▶ What is needed: All of the data must be retyped exactly, with nothing left out.

▶ Exercise material:
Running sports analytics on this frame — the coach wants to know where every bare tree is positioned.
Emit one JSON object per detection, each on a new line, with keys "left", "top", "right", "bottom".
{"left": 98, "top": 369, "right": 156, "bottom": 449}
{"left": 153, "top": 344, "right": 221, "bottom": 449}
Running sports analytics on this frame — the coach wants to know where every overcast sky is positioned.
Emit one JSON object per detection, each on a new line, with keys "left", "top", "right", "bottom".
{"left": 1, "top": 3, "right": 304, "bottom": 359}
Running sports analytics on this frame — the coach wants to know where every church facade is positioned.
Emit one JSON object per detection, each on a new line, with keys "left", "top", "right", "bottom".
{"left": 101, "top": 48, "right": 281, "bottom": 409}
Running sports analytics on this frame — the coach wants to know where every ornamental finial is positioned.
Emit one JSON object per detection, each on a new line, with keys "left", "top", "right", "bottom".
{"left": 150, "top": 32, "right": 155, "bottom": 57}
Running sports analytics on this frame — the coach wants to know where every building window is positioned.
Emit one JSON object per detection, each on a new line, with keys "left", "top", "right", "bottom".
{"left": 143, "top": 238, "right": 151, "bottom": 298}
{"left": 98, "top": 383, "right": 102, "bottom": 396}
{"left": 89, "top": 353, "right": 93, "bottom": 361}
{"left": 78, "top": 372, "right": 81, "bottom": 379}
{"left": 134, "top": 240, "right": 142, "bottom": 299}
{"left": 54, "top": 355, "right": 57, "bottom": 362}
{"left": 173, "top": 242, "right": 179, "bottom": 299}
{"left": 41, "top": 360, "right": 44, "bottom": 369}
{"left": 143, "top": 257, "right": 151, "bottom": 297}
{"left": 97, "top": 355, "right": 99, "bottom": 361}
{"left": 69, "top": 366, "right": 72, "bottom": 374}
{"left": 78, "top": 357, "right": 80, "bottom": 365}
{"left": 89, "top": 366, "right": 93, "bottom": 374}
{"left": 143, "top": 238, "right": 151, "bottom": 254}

▶ Answer box:
Running sports analytics on this frame — the coach wants to know where every bare tree is positioned.
Emit one JSON object per detection, each on a new line, with keys "left", "top", "right", "bottom".
{"left": 98, "top": 369, "right": 156, "bottom": 449}
{"left": 153, "top": 344, "right": 221, "bottom": 449}
Running sports analytics on this frame — the coach wants to know where every overcast sky is positioned.
Emit one JSON object per detection, each on a new line, with keys "left", "top", "right", "bottom".
{"left": 1, "top": 3, "right": 304, "bottom": 359}
Running sports analytics on this frame — the coach wants to know where every church facade is positioned.
Emit one JSON object per detection, each on a new line, with keys "left", "top", "right", "bottom".
{"left": 101, "top": 48, "right": 281, "bottom": 409}
Running sports analytics on this frame — the coach wants to know where every ornamental finial is positioned.
Emit one JSON object per detection, each on a new line, with keys "left", "top", "right", "bottom".
{"left": 150, "top": 32, "right": 155, "bottom": 57}
Running sports analytics on this frame — the coach wants to know where every building window is positioned.
Emit one JSON object per detection, each on a new line, with keys "left", "top", "right", "bottom".
{"left": 143, "top": 238, "right": 151, "bottom": 298}
{"left": 98, "top": 383, "right": 102, "bottom": 396}
{"left": 89, "top": 353, "right": 93, "bottom": 361}
{"left": 78, "top": 372, "right": 81, "bottom": 379}
{"left": 134, "top": 240, "right": 142, "bottom": 299}
{"left": 54, "top": 355, "right": 57, "bottom": 362}
{"left": 173, "top": 242, "right": 179, "bottom": 299}
{"left": 41, "top": 360, "right": 44, "bottom": 369}
{"left": 143, "top": 257, "right": 151, "bottom": 297}
{"left": 97, "top": 355, "right": 99, "bottom": 361}
{"left": 69, "top": 366, "right": 72, "bottom": 374}
{"left": 78, "top": 357, "right": 80, "bottom": 365}
{"left": 89, "top": 366, "right": 93, "bottom": 374}
{"left": 143, "top": 238, "right": 151, "bottom": 254}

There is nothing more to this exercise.